* PROBLEM DESCRIPTION *
Look below for the line holding "foliage in the photo above." and the line holding "above waterfall in the photo above.". Transcribe exactly those lines and all lines between them, nothing more.

* INPUT DATA *

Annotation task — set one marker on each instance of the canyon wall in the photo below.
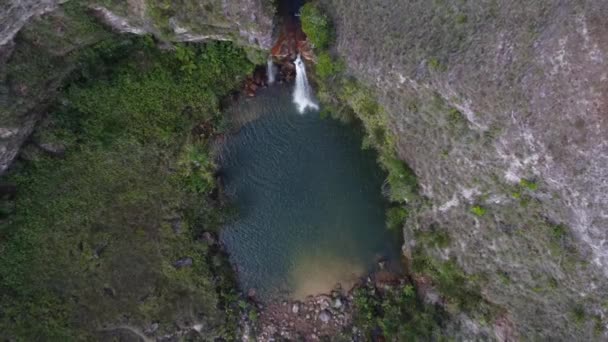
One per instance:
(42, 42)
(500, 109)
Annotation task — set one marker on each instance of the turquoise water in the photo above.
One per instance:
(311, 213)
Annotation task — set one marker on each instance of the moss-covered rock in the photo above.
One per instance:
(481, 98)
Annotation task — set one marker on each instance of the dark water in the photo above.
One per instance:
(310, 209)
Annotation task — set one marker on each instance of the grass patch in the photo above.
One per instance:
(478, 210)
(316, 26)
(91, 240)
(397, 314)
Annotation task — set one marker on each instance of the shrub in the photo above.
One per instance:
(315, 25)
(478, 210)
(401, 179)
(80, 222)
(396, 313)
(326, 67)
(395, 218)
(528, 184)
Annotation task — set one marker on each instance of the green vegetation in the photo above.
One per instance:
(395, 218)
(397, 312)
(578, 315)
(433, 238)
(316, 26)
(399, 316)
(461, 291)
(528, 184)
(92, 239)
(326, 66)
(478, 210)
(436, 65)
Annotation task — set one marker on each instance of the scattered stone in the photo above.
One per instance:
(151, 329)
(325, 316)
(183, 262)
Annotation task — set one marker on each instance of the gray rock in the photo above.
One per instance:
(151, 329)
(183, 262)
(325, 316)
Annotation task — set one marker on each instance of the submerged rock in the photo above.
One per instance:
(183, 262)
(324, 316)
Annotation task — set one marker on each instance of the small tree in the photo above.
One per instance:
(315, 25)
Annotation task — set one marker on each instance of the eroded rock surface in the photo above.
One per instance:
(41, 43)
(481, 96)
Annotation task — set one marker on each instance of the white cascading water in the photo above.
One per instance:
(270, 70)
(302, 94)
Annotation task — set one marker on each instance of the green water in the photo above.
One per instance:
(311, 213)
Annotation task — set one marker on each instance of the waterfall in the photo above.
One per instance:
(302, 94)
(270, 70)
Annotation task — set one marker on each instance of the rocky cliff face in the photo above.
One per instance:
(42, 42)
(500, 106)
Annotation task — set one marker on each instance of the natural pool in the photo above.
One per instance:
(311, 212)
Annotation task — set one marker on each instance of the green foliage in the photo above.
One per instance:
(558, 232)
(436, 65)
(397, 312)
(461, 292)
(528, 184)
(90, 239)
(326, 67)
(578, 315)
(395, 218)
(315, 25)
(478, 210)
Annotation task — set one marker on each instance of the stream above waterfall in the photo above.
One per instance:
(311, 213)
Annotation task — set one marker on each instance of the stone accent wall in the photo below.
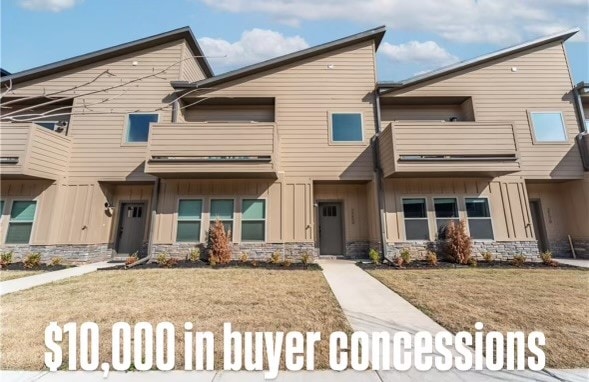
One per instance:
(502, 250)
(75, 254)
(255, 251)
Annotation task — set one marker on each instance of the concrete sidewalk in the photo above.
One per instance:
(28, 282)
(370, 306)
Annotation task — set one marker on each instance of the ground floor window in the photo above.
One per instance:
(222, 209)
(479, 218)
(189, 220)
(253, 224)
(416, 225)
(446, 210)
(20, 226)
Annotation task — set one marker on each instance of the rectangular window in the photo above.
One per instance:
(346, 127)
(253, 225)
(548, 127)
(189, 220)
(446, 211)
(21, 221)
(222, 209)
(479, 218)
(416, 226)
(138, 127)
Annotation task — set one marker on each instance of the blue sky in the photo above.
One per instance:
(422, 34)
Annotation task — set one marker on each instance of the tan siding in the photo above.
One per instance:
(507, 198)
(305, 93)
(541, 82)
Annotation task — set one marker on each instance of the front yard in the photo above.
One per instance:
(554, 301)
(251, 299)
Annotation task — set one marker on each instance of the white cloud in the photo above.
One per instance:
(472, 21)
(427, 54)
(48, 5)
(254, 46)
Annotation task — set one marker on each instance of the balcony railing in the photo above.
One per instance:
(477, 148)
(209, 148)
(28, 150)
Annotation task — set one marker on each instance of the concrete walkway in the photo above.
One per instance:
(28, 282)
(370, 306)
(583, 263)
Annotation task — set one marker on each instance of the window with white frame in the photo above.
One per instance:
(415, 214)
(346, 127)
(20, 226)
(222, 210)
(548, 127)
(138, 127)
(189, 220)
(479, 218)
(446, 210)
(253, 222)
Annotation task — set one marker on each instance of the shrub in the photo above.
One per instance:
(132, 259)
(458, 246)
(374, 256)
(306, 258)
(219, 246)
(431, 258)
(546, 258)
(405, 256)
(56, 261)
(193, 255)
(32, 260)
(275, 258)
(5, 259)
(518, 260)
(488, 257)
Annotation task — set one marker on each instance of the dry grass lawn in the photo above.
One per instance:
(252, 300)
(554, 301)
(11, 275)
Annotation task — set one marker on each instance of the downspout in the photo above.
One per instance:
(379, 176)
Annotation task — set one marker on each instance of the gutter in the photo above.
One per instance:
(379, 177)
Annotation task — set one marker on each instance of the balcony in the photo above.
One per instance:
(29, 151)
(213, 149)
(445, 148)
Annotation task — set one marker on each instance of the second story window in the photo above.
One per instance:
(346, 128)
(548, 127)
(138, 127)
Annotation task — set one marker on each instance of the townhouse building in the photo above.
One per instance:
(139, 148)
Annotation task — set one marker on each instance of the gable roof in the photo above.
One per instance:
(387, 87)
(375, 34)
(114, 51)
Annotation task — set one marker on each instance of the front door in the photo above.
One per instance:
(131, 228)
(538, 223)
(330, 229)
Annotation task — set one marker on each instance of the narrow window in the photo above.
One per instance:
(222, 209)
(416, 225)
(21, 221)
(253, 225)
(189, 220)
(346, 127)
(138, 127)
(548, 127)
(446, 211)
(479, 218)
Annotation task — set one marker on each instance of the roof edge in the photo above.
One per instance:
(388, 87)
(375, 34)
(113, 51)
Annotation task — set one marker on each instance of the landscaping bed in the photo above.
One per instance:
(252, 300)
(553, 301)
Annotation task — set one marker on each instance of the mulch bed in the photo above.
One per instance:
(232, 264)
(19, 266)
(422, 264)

* RESPONSE TO THE EXERCISE *
Annotation task — set one marker on each instance of the green foliage in the photo above.
One per instance:
(558, 232)
(436, 65)
(397, 312)
(461, 292)
(528, 184)
(90, 239)
(326, 67)
(578, 315)
(395, 218)
(315, 25)
(478, 210)
Annotation task — set one marker on each instance of the stream above waterfall in the photo above.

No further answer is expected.